**DOCUMENT SEGMENT:**
-*-
ALEXANDRIA, Va. – The National Community Pharmacists Association has urged the Center for Medicare and Medicaid Services (CMS) not to approve a Medicaid plan amendment submitted by Ohio that would more than halve the state's dispensing fee.

In a letter sent this week to Cindy Mann, director of CMS' Center for Medicaid and State Operations, NCPA noted that Ohio's proposal would slash the state's already-low dispensing fee from $3.70 to $1.80.

The average state Medicaid dispensing fee is $5.02, compared with the pharmacy cost of dispensing of $10.23 in Ohio and $11.01 nationally, according to an NCPA analysis.

If the dispensing fee cut is approved, it could hike health care costs, reduce access to care for Medicaid patients and harm the business of independent pharmacies in Ohio, NCPA explained in the letter.

"NCPA is very concerned that the drastic proposed cut in the pharmacy dispensing fee will have a devastating effect on independent community pharmacies," John Coster, NCPA senior vice president for government affairs, stated in the letter. "Independent pharmacies serve a significant number of Medicaid beneficiaries and derive on average about 15.5% of their total revenue from such business."
-*-
**INFORMATION GIVEN:**
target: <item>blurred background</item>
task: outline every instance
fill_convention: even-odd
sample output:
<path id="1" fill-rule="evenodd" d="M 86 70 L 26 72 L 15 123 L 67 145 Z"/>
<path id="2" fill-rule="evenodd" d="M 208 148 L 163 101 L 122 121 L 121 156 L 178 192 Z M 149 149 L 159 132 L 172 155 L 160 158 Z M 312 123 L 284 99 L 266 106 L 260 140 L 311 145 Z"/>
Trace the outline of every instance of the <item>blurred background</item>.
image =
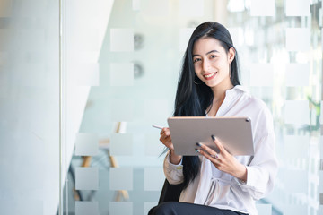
-*-
**PROBLEM TO SOLVE:**
Pick up the news report on the Ohio Medicaid dispensing fee cut right after its last sentence and carry it forward.

**ANSWER SECTION:**
Coster pointed out that community pharmacists could help Ohio save on health care expenses in a number ways.

"Independent community pharmacists can play an active role in reducing health care costs by promoting the optimal use of prescription drugs and counseling beneficiaries to remain adherent to their drug regimens," he wrote in the letter. "These actions alone can reduce the number of hospitalizations and emergency room visits that are ultimately more costly to the Medicaid system than pharmacy reimbursement. Alternate solutions to reduction of pharmacy dispensing fees that will save states in reduced drug costs include step therapy, therapeutic substitution and medication therapy management."